## Start

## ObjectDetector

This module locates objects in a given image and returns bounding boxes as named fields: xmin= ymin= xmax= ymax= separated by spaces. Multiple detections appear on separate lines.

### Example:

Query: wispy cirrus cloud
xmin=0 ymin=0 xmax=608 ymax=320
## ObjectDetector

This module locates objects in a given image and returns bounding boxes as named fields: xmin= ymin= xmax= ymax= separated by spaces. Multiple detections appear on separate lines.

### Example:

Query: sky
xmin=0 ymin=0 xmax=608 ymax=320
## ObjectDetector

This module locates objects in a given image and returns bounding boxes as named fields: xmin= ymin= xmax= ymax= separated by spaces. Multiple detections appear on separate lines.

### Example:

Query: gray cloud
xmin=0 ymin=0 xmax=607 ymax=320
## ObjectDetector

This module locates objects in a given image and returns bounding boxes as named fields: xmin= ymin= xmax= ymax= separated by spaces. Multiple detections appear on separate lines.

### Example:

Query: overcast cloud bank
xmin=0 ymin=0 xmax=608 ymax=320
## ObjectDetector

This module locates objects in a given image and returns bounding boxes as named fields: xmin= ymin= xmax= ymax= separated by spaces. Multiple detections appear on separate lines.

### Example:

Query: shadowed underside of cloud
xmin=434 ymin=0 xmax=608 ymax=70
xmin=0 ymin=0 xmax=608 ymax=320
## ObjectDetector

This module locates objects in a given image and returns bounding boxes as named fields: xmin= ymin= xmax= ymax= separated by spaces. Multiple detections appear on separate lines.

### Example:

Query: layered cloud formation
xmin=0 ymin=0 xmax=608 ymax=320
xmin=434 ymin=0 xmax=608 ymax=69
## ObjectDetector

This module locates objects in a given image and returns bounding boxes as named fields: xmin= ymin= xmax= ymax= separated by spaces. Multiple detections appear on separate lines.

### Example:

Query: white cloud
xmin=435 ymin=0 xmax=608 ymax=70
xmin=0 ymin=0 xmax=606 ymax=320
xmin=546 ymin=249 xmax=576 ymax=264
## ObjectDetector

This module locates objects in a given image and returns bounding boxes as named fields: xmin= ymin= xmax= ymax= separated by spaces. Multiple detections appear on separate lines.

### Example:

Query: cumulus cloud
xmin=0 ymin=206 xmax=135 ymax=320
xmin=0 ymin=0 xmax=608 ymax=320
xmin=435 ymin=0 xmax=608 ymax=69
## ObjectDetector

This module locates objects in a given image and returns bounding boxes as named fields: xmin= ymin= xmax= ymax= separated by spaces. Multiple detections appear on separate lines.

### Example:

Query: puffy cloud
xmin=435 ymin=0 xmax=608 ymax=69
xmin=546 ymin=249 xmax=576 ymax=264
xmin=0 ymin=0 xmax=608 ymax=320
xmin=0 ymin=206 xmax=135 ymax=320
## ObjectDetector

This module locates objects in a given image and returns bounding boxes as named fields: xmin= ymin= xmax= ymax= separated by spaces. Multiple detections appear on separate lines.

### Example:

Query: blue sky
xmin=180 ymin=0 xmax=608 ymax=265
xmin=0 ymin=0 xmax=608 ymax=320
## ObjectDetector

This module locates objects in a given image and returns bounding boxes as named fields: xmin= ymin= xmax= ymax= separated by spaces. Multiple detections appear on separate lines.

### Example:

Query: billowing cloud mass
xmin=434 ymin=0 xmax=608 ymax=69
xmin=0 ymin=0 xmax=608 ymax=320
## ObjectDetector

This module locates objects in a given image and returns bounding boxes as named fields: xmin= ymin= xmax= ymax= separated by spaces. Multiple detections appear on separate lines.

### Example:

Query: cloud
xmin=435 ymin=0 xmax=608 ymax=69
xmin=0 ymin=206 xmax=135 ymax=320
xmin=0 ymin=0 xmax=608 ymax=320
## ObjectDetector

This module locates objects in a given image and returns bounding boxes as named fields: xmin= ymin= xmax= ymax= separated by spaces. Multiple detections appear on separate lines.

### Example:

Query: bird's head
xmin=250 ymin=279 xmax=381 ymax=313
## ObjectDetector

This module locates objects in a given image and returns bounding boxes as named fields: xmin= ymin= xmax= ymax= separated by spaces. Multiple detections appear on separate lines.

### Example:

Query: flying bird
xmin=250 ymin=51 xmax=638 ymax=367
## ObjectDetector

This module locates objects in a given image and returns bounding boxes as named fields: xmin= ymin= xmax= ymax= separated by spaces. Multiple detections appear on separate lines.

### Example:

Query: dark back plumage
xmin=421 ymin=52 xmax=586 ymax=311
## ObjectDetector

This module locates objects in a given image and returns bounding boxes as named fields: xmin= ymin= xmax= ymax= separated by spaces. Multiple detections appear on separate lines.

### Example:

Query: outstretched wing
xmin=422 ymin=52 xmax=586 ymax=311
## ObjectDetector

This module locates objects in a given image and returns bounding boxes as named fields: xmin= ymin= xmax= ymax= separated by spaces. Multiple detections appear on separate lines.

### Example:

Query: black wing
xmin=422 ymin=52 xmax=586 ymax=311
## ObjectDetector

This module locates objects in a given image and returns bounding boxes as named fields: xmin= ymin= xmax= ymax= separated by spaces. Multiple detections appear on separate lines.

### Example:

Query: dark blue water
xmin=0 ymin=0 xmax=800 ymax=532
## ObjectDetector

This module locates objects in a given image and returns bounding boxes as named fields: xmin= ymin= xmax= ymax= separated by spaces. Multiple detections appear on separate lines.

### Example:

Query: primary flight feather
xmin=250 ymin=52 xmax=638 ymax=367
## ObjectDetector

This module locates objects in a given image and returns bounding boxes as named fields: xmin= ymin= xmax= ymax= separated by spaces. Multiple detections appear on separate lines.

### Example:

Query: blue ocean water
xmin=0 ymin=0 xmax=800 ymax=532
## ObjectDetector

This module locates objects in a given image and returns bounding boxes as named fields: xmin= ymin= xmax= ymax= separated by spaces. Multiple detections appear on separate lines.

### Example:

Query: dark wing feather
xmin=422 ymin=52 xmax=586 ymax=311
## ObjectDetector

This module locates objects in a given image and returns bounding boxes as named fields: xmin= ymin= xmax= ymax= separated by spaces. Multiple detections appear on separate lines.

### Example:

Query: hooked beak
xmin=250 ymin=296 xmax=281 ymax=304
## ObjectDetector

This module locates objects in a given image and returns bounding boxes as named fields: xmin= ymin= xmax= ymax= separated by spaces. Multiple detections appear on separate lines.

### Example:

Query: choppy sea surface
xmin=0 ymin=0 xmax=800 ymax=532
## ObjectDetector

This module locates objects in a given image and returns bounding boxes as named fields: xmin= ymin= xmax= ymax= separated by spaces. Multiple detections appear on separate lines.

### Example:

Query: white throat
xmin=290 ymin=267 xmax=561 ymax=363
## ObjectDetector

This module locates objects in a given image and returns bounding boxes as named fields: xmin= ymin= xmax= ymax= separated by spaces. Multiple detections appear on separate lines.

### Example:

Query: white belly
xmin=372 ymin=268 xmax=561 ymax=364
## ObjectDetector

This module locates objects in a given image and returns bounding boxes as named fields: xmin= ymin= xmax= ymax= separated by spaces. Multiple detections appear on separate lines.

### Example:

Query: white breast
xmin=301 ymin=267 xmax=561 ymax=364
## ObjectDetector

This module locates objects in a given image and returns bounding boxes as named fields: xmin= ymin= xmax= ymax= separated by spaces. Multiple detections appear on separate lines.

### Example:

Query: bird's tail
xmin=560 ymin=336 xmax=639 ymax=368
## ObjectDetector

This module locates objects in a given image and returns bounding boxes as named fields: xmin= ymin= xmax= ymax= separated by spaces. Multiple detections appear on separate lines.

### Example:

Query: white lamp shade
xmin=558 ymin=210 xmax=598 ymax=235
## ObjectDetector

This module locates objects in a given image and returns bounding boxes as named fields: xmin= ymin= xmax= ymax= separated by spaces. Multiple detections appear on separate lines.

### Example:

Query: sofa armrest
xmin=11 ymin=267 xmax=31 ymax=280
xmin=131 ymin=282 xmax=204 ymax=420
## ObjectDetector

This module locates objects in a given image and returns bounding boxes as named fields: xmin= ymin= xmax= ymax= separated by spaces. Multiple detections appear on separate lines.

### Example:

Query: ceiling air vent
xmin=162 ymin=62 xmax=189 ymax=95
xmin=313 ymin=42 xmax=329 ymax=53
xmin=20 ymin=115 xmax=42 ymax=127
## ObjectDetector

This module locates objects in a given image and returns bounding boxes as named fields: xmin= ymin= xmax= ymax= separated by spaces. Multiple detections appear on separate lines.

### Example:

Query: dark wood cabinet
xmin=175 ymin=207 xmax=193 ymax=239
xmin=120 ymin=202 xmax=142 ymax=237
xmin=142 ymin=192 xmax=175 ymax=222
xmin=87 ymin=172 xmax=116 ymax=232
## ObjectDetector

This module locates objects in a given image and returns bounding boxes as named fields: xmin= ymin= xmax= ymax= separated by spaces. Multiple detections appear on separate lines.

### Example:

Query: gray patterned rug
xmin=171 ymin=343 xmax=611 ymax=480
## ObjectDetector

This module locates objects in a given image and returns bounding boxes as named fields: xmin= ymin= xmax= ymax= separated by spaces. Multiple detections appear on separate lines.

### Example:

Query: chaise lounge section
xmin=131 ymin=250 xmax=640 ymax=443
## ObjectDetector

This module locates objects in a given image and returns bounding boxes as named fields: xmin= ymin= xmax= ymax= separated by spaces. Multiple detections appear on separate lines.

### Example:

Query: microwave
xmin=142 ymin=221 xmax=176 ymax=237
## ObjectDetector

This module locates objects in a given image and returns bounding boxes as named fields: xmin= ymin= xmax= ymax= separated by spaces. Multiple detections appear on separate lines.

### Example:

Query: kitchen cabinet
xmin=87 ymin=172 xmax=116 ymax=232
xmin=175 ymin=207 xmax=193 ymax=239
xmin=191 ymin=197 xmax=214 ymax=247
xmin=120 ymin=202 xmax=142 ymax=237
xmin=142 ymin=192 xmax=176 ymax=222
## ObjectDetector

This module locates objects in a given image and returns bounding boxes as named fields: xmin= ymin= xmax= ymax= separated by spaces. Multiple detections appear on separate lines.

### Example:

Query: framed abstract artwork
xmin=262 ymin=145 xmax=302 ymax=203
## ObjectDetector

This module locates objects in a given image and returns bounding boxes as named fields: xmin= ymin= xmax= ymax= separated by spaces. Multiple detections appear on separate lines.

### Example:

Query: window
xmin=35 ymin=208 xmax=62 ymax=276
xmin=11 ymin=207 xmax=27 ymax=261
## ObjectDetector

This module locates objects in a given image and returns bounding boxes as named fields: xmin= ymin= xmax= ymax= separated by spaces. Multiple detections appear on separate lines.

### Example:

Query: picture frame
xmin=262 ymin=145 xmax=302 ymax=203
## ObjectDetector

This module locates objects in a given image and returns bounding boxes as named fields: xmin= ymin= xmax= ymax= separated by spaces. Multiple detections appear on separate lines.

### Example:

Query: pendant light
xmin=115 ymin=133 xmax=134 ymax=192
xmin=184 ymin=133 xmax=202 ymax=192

## End

* _WRITTEN EXERCISE_: Pick out every line in the rows above that contains the word "bird" and copy each one in full.

* _OUTPUT FOR THIS EXERCISE_:
Query: bird's head
Query: flying bird
Query: bird's tail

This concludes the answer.